#### [Brief]
Present each line of the entries below that holds the word "mountain".

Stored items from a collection
——————————

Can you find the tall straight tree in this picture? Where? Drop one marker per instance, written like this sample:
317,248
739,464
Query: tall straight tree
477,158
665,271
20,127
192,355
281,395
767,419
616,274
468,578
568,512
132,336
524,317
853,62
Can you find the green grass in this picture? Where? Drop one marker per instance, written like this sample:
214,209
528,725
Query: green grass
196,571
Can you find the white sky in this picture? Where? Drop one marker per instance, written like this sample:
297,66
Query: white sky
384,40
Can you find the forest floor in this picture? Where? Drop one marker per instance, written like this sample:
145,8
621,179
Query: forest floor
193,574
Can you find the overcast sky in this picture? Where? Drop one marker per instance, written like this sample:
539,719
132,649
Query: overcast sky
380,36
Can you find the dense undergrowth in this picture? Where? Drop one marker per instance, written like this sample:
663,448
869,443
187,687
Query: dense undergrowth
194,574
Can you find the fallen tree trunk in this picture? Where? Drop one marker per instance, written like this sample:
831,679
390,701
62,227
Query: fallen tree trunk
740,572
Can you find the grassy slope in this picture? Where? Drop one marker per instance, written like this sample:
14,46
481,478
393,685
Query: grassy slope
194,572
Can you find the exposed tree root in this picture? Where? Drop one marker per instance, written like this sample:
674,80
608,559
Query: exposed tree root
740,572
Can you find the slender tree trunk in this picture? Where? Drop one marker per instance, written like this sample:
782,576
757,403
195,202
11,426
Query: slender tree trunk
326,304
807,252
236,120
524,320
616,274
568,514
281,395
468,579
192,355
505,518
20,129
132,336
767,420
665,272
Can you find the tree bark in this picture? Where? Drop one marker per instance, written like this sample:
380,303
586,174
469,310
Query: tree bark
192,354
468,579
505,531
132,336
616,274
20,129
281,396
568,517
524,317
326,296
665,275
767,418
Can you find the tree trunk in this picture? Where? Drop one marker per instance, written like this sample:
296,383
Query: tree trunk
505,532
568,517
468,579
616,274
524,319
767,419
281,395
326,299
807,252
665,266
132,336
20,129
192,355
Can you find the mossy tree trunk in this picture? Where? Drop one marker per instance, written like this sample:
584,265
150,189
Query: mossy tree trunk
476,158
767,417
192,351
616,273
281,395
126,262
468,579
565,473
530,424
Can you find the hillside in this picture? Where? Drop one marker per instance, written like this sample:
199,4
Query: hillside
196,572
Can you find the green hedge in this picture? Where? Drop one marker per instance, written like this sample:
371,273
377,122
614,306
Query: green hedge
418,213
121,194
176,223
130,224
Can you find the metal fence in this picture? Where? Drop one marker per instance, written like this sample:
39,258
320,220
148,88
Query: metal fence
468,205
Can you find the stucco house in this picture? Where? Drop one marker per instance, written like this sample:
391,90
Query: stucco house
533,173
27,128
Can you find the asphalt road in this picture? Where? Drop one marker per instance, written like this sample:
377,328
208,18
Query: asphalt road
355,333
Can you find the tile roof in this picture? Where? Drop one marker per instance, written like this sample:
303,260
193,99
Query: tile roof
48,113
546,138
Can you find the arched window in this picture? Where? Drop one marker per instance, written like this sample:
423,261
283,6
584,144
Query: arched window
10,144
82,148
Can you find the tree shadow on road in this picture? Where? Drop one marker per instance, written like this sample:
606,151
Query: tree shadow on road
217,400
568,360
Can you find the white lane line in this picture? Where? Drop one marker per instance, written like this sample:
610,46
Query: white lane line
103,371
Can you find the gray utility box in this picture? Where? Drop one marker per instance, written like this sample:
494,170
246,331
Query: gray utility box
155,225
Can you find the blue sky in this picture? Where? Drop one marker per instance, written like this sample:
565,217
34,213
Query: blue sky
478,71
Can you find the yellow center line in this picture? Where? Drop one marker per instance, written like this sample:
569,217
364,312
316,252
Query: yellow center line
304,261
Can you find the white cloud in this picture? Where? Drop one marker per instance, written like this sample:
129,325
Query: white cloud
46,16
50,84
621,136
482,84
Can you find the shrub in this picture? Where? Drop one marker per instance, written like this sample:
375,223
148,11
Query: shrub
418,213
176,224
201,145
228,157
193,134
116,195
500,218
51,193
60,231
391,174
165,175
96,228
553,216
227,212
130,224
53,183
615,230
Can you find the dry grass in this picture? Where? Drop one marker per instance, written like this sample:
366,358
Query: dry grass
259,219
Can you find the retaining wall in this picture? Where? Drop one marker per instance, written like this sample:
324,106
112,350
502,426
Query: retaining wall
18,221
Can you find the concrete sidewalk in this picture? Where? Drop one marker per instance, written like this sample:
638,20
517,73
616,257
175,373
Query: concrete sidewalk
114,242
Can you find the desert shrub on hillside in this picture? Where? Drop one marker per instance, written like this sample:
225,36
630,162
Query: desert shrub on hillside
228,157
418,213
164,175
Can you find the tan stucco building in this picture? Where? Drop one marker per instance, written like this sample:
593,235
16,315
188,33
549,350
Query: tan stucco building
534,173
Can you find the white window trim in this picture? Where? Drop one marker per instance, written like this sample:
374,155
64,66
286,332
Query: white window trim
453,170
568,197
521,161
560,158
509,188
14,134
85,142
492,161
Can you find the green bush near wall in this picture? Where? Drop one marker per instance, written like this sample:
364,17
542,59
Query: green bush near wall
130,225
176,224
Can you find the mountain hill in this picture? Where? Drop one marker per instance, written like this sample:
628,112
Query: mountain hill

——————————

#### [Exercise output]
Can you find the mountain hill in this picture? Where? Drop one marker per instance, written like this sample:
Query: mountain hill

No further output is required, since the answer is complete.